*WORK INSTRUCTION*: Transcribe the entries in full, keeping each word as it is.

*INFORMATION SUPPLIED*:
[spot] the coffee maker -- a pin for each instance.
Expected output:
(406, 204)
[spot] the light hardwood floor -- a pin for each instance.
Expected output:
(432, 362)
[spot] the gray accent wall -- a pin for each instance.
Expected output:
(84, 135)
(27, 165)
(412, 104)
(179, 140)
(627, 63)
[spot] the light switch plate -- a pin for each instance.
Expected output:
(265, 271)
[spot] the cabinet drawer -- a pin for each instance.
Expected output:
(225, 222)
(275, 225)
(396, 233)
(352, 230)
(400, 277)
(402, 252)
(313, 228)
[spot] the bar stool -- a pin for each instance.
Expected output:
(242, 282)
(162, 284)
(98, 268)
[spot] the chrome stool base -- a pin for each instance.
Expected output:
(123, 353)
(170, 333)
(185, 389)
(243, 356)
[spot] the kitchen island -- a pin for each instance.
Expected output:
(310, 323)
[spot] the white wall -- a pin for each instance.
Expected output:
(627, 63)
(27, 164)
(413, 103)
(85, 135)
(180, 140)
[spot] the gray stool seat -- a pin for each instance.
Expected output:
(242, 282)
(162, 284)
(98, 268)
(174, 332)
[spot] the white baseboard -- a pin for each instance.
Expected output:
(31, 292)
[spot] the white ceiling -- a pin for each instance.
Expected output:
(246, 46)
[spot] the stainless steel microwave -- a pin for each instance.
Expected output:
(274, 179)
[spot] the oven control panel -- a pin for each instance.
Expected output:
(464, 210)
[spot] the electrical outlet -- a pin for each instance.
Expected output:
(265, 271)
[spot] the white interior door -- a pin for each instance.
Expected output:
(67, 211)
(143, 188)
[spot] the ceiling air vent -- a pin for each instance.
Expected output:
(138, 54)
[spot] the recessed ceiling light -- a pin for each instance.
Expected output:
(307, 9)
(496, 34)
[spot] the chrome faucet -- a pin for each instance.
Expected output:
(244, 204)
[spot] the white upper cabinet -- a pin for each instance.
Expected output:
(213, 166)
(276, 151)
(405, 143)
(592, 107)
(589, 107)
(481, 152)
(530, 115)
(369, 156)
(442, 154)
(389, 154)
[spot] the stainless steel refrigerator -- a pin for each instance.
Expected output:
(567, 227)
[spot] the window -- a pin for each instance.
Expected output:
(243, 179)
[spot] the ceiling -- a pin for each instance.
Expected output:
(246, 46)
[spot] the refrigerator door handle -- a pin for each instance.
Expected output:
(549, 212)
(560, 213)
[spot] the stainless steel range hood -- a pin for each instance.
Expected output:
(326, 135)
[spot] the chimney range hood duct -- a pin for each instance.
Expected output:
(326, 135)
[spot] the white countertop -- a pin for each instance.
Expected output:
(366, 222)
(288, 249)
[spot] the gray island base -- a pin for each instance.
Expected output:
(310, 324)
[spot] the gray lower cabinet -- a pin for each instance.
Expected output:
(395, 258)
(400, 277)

*YOUR SOLUTION*:
[spot] the coffee maker -- a pin for each instance.
Expected output:
(406, 204)
[spot] the light hardwood floor -- a pin for each instance.
Expected output:
(432, 362)
[spot] the gray accent wall -- a pin for each instance.
Expected output:
(84, 135)
(27, 165)
(412, 104)
(179, 140)
(627, 63)
[spot] the light switch plate -- a pin for each instance.
Expected output:
(265, 271)
[spot] the cabinet drawer -- a pin for each instance.
Expected output:
(225, 222)
(275, 225)
(396, 233)
(352, 230)
(400, 277)
(402, 252)
(313, 228)
[spot] the bar stool -- a pin for each instance.
Expected output:
(242, 282)
(162, 284)
(98, 268)
[spot] the chrome stool base -- a pin for each instance.
Expected output:
(123, 353)
(170, 333)
(185, 389)
(243, 356)
[spot] the kitchen island -- a pin for each instance.
Expected output:
(310, 323)
[spot] the white wall -- a pin for each instance.
Expected output:
(627, 63)
(27, 164)
(413, 103)
(85, 135)
(180, 140)
[spot] the gray stool seat -- a pin for each instance.
Expected output:
(242, 282)
(162, 284)
(98, 268)
(174, 332)
[spot] the white baseboard -- a pin for each instance.
Expected output:
(31, 292)
[spot] the white ceiling -- a pin for each instance.
Expected output:
(246, 46)
[spot] the stainless steel microwave -- a pin for each instance.
Expected output:
(274, 179)
[spot] the oven control panel -- a pin for each instance.
Expected output:
(464, 210)
[spot] the electrical outlet -- a pin for each instance.
Expected output:
(265, 271)
[spot] the white interior door -- a pin for each instance.
Expected output:
(67, 211)
(143, 188)
[spot] the ceiling air vent -- a pin for each instance.
Expected output:
(138, 54)
[spot] the recessed ceiling light -- a pin for each instance.
Expected output:
(307, 9)
(496, 34)
[spot] the chrome faucet -- a pin for each instance.
Expected output:
(244, 204)
[spot] the white upper cabinet -- a pin for each instance.
Expected output:
(213, 166)
(276, 151)
(405, 143)
(592, 107)
(589, 107)
(481, 152)
(530, 115)
(369, 156)
(442, 154)
(389, 154)
[spot] the stainless steel refrigerator -- a pin for each instance.
Expected output:
(567, 227)
[spot] the window -- a pin for each instance.
Expected output:
(243, 179)
[spot] the ceiling -- a pin for each instance.
Expected output:
(246, 46)
[spot] the refrigerator door handle -- a pin for each instance.
Expected output:
(549, 212)
(560, 213)
[spot] the stainless steel range hood -- a pin for each instance.
Expected output:
(326, 135)
[spot] the chimney range hood duct -- a pin for each instance.
Expected output:
(326, 135)
[spot] the white countertop -- a pin for each instance.
Expected output:
(366, 222)
(288, 249)
[spot] the gray island base -- a pin for each instance.
Expected output:
(310, 324)
[spot] the gray lower cabinet -- a pin for each instance.
Expected output:
(395, 258)
(400, 277)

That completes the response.